Work required -
You are to retype exactly the line with "Target: water reflection" and every line after it in the entries below.

Data for processing -
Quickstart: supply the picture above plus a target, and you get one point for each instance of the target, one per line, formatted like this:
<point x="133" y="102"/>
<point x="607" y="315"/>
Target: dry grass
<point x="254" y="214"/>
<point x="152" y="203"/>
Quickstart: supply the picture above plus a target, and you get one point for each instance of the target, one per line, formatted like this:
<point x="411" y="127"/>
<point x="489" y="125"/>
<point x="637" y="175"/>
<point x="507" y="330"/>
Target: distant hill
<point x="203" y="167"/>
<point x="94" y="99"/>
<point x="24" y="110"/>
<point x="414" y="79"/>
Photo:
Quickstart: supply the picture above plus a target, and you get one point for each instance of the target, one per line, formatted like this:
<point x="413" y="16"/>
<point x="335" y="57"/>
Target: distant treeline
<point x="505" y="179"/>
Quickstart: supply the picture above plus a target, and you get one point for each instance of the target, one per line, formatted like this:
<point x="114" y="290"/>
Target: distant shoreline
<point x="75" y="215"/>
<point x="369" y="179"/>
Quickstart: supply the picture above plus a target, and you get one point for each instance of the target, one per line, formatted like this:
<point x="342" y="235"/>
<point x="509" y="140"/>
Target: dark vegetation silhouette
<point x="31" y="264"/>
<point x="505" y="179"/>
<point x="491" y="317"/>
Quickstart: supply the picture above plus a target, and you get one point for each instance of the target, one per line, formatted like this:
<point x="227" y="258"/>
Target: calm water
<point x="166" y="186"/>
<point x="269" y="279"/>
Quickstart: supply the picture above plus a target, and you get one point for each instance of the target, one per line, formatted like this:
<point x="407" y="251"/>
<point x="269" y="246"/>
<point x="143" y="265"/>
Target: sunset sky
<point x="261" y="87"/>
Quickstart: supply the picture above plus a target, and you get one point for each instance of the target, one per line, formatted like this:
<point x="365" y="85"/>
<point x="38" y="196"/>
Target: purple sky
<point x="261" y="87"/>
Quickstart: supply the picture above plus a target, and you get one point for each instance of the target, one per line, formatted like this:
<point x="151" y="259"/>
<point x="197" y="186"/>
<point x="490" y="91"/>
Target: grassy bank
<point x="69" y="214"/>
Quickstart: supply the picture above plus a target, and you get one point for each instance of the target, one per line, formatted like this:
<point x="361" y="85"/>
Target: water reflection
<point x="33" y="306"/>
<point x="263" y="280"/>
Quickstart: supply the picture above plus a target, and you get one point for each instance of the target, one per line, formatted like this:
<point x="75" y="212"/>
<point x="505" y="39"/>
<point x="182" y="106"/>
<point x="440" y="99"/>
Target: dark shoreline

Output for this exercise -
Target: water reflection
<point x="33" y="306"/>
<point x="263" y="280"/>
Quickstart: supply the picture above plus a target, and you get one point for each instance of the target, one per line, formatted like this:
<point x="75" y="212"/>
<point x="505" y="39"/>
<point x="182" y="106"/>
<point x="440" y="99"/>
Target: dark shoreline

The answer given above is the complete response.